_TEXTO DO DOCUMENTO_
· · · ·

Utilizador da bicicleta há mais de 20 anos, o presidente da Associação Vimaranense para a Ecologia não vê uma política coesa para a mobilidade ciclável no território. Crê ainda que os transportes coletivos estão pensados apenas para quem não pode ter carro. Desde 2021 a coordenar uma instituição fundada em 10 de abril de 2001, que sobressai pelas caminhadas ou pela mostra de cinema documental, Paulo Gomes realça que muitos comportamentos políticos locais não se coadunam com o discurso oficial. Saúda, contudo, a preponderância do ambiente nesse mesmo discurso.

 

Movimento Perpétuo Associativo #23 - Associação Vimaranense para a Ecologia

 

Desde quando estás ligado à Associação Vimaranense para a Ecologia [AVE] e como surgiu a oportunidade de seres presidente?

A minha ligação a algumas pessoas ligadas à AVE surgiu com o Limpar Portugal, um movimento a nível nacional para limpar lixeiras ilegais que existiam em caminhos e montes. Como já usava a bicicleta como meio de transporte, associei me à Massa Crítica, organizada pela AVE na última sexta‐feira do mês. Na altura, a bicicleta ainda não era vista como um meio de transporte pelo cidadão comum. Era uma forma de lutar pela visibilidade na estrada. Nessa altura, tive contacto com o professor Orlando Lemos, com o José Cunha. Fui aparecendo aos eventos organizados pela AVE e entrei para sócio. Gostava da forma descontraída como nos recebiam. Não havia pressão para me fazer sócio. Assumi a presidência há dois anos. Estou no segundo mandato. O primeiro foi 2022 e 2023. O segundo é 2024 e 2025.

· · · ·

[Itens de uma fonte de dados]
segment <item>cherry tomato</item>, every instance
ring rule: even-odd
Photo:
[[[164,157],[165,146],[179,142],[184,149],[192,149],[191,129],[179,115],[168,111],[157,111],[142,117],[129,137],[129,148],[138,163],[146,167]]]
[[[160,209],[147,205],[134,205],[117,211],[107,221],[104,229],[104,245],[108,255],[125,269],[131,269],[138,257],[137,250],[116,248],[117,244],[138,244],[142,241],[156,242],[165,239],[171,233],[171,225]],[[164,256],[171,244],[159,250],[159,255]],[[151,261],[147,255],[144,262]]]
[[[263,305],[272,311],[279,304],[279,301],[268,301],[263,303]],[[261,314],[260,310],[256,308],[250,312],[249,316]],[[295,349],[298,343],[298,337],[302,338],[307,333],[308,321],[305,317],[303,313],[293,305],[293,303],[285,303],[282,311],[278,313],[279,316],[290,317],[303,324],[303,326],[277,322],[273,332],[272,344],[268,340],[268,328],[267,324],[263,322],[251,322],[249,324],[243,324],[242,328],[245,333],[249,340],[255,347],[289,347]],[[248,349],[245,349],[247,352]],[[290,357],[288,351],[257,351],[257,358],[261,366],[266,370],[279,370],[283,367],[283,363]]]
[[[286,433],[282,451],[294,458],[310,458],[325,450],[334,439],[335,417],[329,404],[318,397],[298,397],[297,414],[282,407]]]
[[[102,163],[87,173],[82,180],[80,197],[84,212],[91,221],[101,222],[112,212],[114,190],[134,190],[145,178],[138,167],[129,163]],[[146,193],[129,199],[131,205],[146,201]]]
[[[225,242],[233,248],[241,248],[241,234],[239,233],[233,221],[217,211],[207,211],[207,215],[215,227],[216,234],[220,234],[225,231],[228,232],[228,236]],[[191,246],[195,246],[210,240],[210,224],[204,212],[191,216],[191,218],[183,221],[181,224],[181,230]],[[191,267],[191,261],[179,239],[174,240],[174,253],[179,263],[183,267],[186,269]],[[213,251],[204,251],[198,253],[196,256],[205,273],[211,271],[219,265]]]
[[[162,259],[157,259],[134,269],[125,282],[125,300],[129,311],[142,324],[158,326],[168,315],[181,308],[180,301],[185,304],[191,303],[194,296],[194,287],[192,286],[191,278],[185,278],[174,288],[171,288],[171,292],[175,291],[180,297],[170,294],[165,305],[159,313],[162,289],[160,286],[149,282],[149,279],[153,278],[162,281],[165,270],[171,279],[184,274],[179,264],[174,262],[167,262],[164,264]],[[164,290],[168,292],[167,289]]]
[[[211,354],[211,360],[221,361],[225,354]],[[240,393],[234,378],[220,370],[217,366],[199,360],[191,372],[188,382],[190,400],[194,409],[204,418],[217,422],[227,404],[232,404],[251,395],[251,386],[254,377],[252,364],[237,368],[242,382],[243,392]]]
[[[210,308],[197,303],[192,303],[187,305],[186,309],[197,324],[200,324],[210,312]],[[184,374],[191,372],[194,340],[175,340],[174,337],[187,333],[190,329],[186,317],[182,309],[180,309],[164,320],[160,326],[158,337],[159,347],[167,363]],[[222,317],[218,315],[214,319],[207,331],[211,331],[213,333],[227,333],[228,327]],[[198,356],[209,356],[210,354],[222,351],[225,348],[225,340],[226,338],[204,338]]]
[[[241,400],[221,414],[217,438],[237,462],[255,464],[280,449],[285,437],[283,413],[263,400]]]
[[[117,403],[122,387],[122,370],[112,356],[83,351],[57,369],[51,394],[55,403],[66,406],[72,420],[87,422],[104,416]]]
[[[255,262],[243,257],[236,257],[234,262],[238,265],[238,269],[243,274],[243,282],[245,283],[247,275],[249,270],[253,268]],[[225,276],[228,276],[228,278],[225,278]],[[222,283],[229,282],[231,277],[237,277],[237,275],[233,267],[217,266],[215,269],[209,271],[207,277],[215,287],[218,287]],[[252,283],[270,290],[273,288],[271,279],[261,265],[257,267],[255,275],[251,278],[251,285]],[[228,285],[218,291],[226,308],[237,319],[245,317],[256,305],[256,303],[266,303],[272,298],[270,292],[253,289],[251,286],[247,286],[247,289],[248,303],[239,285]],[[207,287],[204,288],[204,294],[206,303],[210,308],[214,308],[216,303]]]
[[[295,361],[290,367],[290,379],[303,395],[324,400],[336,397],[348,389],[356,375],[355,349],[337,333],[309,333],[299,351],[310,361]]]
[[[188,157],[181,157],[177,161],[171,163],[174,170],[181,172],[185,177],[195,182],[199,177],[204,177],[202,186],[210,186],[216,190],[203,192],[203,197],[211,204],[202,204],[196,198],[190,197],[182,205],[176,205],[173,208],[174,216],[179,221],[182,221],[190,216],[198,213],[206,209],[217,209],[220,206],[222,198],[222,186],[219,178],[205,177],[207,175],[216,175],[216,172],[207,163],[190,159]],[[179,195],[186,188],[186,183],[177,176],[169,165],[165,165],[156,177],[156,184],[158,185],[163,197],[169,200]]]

· · · ·

_INSTRUÇÕES DE TRABALHO_
Reproduza sem alterações o trecho da entrevista sobre a Associação Vimaranense para a Ecologia entre "Movimento Perpétuo Associativo" e "de seres presidente?", ambos incluídos.

_RESULTADO DA TAREFA_
Movimento Perpétuo Associativo #23 - Associação Vimaranense para a Ecologia

 

Desde quando estás ligado à Associação Vimaranense para a Ecologia [AVE] e como surgiu a oportunidade de seres presidente?